___ Given entries

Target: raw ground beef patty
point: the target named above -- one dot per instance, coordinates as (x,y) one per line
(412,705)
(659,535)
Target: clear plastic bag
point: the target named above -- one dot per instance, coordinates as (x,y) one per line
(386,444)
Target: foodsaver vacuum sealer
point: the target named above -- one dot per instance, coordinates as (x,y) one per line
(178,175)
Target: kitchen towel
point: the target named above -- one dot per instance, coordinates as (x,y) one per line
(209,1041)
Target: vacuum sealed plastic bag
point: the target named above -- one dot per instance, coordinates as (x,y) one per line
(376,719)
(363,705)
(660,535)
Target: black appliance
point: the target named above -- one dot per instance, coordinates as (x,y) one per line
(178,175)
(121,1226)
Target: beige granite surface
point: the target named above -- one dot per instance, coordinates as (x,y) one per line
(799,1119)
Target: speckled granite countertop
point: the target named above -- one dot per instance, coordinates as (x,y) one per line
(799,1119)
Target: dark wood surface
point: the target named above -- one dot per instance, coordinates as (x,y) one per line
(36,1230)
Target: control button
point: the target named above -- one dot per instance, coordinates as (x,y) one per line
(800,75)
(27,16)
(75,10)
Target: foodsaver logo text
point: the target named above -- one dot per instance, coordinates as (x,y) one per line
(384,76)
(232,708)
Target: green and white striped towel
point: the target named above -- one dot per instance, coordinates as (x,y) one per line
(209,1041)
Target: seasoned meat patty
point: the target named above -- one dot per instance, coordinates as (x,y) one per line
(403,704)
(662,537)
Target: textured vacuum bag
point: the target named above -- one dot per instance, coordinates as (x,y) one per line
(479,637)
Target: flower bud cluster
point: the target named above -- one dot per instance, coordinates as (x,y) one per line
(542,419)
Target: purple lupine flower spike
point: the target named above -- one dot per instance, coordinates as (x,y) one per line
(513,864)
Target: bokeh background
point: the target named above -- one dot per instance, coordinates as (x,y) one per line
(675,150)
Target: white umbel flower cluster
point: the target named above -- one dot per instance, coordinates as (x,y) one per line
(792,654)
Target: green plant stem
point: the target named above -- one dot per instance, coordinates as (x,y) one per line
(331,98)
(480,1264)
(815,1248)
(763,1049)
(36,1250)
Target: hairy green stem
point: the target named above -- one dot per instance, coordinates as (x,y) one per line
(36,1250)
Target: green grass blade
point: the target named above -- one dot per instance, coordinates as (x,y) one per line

______

**Aim:** Put everything from the line containing "Target: hairy green stem" down to the last line of the entries into a numbered list, dropping any blank lines.

**Solution below:**
1. Target: hairy green stem
2. point: the target named above -- one dot per instance, coordinates as (x,y) one per line
3. (36,1250)
4. Target: green grass blade
5. point: the target named above -- one dot per instance, coordinates as (x,y) one per line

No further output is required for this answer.